**EXERCISE BRIEF**. Could you restate, word for word, the line that has "of the bare" and all lines following it through the end of the entries below?

==========

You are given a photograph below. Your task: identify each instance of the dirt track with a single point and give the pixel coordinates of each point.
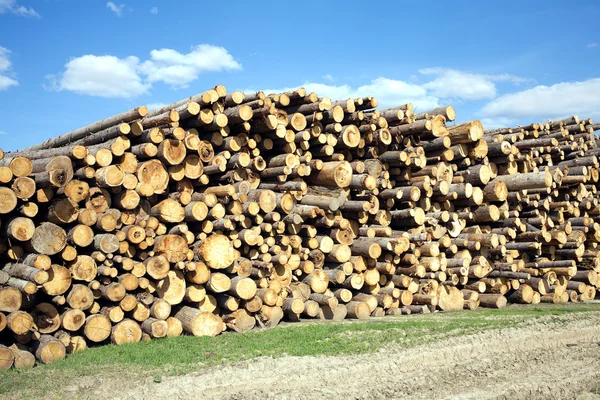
(552, 358)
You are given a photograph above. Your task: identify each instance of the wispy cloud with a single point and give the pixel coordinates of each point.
(155, 106)
(6, 80)
(117, 9)
(444, 84)
(11, 6)
(114, 77)
(548, 102)
(454, 84)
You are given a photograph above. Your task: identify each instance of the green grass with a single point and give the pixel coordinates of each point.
(174, 356)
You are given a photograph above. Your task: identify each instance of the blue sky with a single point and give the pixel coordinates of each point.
(67, 63)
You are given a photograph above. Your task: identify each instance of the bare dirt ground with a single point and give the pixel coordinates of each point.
(549, 359)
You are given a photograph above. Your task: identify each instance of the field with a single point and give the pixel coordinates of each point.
(543, 351)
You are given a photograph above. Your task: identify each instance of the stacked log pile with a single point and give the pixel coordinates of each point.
(230, 211)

==========

**SOLUTION BELOW**.
You are given a photograph above. Your task: identify each instance of the bare dirt ground with a single point and give the pixel coordinates of each point.
(549, 359)
You are given a photograph above. Your task: identify each instance of the field with a single point and give the pixel coordinates of each point.
(543, 351)
You are given a photograph above. Your task: identify each instance of the stacked log pile with a single point and give the pixel coordinates of each point.
(230, 211)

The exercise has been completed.